▶ _Written problem A_
How many lines of the entries below contain the string "riverbank"? Case counts; reply with the number only.

▶ _Quoted text_
* * * * * * *

# Metric Thread Chart



## JOEZ (Jun 30, 2014)

I will be cutting metric threads for different parts  real soon.
Does anyone know of a good Printable chart Online that I could Print too have by the lathe.
I have found several with (A lot of Different Numbers).


----------



## JimDawson (Jun 30, 2014)

This one seem pretty easy to read

http://www.freetechnicalcharts.com/media/Metric_Tap_Size_Chart.pdf


----------



## JOEZ (Jun 30, 2014)

JimDawson said:


> This one seem pretty easy to read
> 
> http://www.freetechnicalcharts.com/media/Metric_Tap_Size_Chart.pdf



This was Exactly what I had in Mind.
 Thanks


----------



## fretsman (Jul 1, 2014)

Thanks for posting that, Jim, and thank you as well for asking about this, JOEZ-  )

Dave


----------



## zmotorsports (Jul 1, 2014)

Thanks for posting that up Jim.  I hadn't seen that one before and made me a couple of copies for quick reference.

Thanks.

Mike.


----------



## RandyM (Jul 1, 2014)

Here are the charts I use.


----------



## zmotorsports (Jul 1, 2014)

Another great one.  Thanks Randy.

Mine are just printed and stuck together on the inside of my side locker on my toolbox for quick reference but they are getting pretty dirty and weathered looking.  Time to upgrade/replace them.

Mike.


----------



## Dunc1 (Jul 2, 2014)

Slightly off topic but going to
http://www.freetechnicalcharts.com/media/
gives the parent directory with lots more charts & tables.


----------



## scrollsawer61 (Jul 3, 2014)

Thanks for posting very helpful.

- - - Updated - - -

Thanks for posting very helpful. I hadn't seen this one before.


----------



## Marco Bernardini (Jul 3, 2014)

I made some improvements to the table I keep on the side of my drill press: it is for the most common coarse thread metric bolts.
There is the bolt size, the hole size, the wrench size, the Allen key size for cap screws (ISO 4762) and countersunk flat head screws (ISO 10642), all with drawings so there is no need of translations (I'm lazy :biggrin.
The size is US letter sheet, but if you want the PDF or the SVG file PM me.


----------



## JOEZ (Jul 4, 2014)

I want too Thank Everyone for those Helpful Charts.
I have Those charts  Printed and in my Tool box.Thanks again.

I will not only be drilling and tapping for metric threads for normal projects. I will be Fabricating projects with Threads that I have to Machine for (one off ) Parts with Internal and External threads.

I'm real good at cutting Standard Threads (Example 3/8's x 16).
I will learn Metric threads next.

Because of asking this Question made me  Open up my Tool and Manufacturing Handbook.

I found a Chart just like the one in my book On Line in the link below.


http://osgtool.com/_branding/osgtool.com/files/catalogpages/USCTS08 321.pdf


----------



## ariscats (Jul 7, 2014)

* * * * * * *

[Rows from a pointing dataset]
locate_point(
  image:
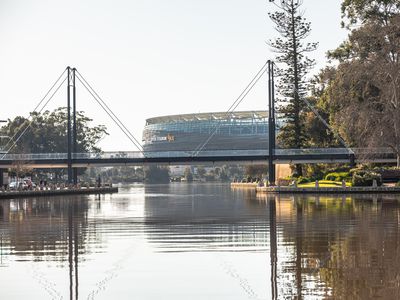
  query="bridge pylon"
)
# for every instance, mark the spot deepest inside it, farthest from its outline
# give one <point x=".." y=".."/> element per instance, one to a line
<point x="71" y="125"/>
<point x="271" y="124"/>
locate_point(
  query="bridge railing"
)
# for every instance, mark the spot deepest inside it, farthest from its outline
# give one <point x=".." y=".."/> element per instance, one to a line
<point x="186" y="154"/>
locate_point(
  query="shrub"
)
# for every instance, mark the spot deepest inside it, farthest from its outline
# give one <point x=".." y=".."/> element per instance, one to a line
<point x="366" y="178"/>
<point x="338" y="176"/>
<point x="302" y="180"/>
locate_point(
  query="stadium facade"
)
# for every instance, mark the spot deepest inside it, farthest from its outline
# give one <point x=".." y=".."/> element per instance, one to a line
<point x="246" y="130"/>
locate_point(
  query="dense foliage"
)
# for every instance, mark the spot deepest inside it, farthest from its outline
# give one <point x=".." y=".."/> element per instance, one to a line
<point x="47" y="133"/>
<point x="294" y="65"/>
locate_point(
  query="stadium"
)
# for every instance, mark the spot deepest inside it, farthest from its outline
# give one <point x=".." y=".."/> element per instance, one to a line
<point x="244" y="130"/>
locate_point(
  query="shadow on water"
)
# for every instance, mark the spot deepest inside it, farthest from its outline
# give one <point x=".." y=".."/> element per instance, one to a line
<point x="335" y="247"/>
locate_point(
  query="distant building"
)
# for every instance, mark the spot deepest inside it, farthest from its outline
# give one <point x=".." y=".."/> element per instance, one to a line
<point x="244" y="130"/>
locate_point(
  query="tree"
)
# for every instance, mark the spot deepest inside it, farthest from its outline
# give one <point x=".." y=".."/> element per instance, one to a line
<point x="188" y="174"/>
<point x="362" y="11"/>
<point x="291" y="49"/>
<point x="47" y="133"/>
<point x="256" y="171"/>
<point x="364" y="96"/>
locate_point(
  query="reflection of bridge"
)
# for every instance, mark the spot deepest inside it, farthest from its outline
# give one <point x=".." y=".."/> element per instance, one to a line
<point x="136" y="158"/>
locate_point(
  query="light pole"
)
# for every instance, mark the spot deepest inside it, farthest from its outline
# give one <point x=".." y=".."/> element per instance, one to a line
<point x="271" y="124"/>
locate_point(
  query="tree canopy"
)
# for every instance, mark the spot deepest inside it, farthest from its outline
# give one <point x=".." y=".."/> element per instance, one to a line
<point x="47" y="133"/>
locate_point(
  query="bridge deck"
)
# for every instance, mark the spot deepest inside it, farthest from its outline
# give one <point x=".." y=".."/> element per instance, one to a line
<point x="282" y="156"/>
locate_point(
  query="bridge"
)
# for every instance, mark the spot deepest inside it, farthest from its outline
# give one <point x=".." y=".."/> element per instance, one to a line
<point x="138" y="158"/>
<point x="72" y="160"/>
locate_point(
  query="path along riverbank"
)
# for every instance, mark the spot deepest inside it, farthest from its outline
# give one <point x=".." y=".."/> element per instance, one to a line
<point x="57" y="192"/>
<point x="316" y="190"/>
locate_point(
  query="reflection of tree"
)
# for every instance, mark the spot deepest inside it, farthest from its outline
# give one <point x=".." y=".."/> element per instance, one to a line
<point x="39" y="227"/>
<point x="345" y="248"/>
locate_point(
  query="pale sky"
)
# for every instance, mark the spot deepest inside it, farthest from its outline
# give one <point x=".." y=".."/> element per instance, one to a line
<point x="145" y="58"/>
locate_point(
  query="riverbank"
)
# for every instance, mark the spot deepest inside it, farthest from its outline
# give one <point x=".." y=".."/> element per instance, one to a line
<point x="328" y="190"/>
<point x="314" y="190"/>
<point x="59" y="192"/>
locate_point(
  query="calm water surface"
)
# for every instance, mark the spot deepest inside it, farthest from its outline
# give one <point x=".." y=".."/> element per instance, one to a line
<point x="183" y="241"/>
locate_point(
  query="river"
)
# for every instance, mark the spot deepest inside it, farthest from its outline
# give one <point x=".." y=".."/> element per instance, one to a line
<point x="200" y="241"/>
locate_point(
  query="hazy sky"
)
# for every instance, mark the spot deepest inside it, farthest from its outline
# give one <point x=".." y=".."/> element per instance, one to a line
<point x="146" y="58"/>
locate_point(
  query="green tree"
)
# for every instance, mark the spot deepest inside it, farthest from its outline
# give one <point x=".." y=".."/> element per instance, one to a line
<point x="363" y="97"/>
<point x="291" y="47"/>
<point x="47" y="133"/>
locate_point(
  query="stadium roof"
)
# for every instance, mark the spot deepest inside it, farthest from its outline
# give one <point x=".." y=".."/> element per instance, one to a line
<point x="239" y="115"/>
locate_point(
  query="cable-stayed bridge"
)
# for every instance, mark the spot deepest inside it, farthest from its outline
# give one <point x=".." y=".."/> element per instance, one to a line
<point x="138" y="158"/>
<point x="72" y="160"/>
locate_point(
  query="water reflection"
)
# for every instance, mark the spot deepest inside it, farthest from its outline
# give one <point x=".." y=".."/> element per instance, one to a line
<point x="238" y="244"/>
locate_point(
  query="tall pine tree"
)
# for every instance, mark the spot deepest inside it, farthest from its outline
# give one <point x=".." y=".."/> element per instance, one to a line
<point x="294" y="65"/>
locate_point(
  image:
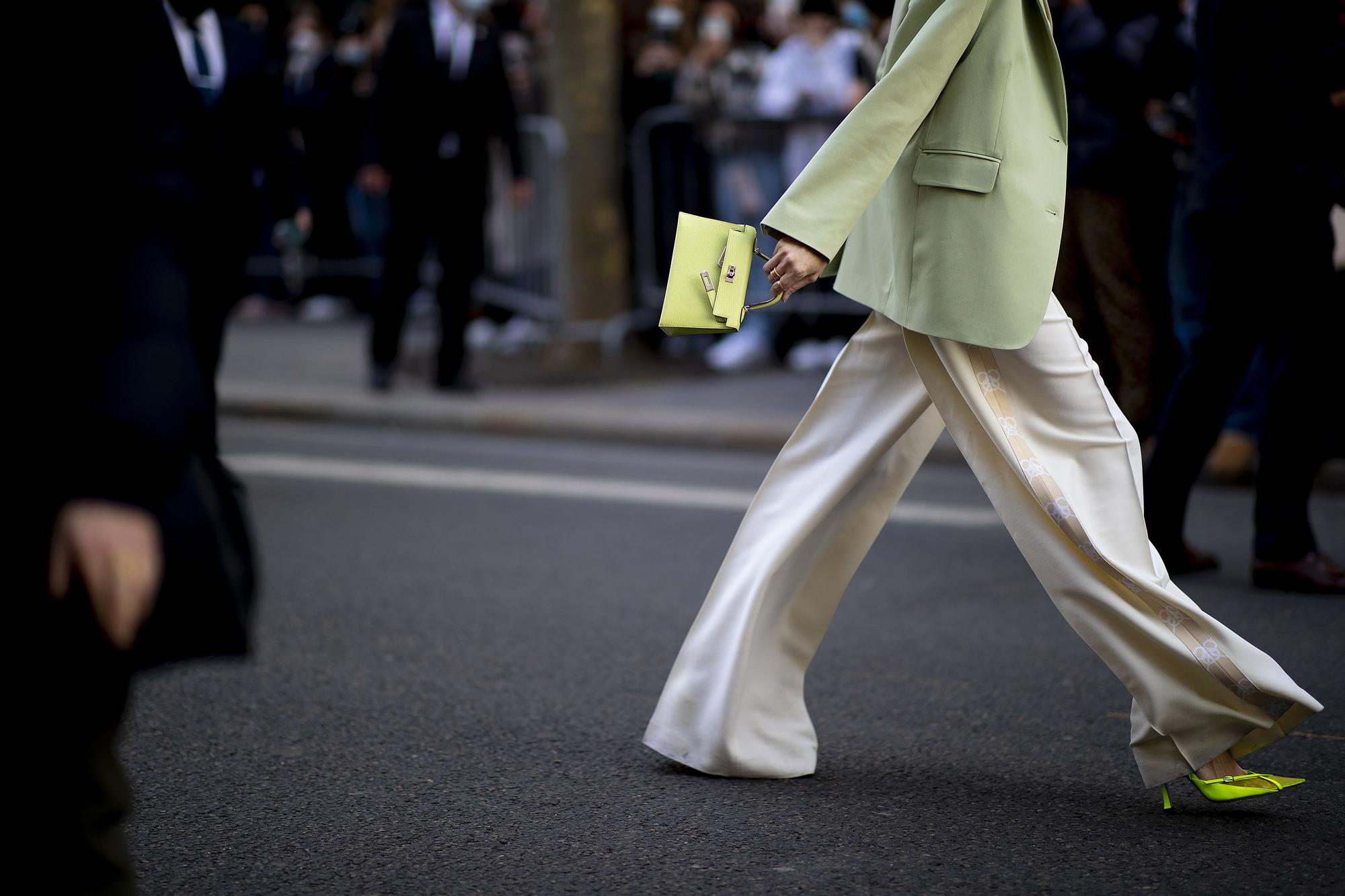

* * * * * * *

▶ _Written problem B_
In the forum thread on metric thread charts, where does zmotorsports keep the printed charts?

▶ _Task response A_
2

▶ _Task response B_
Stuck together on the inside of the side locker on the toolbox.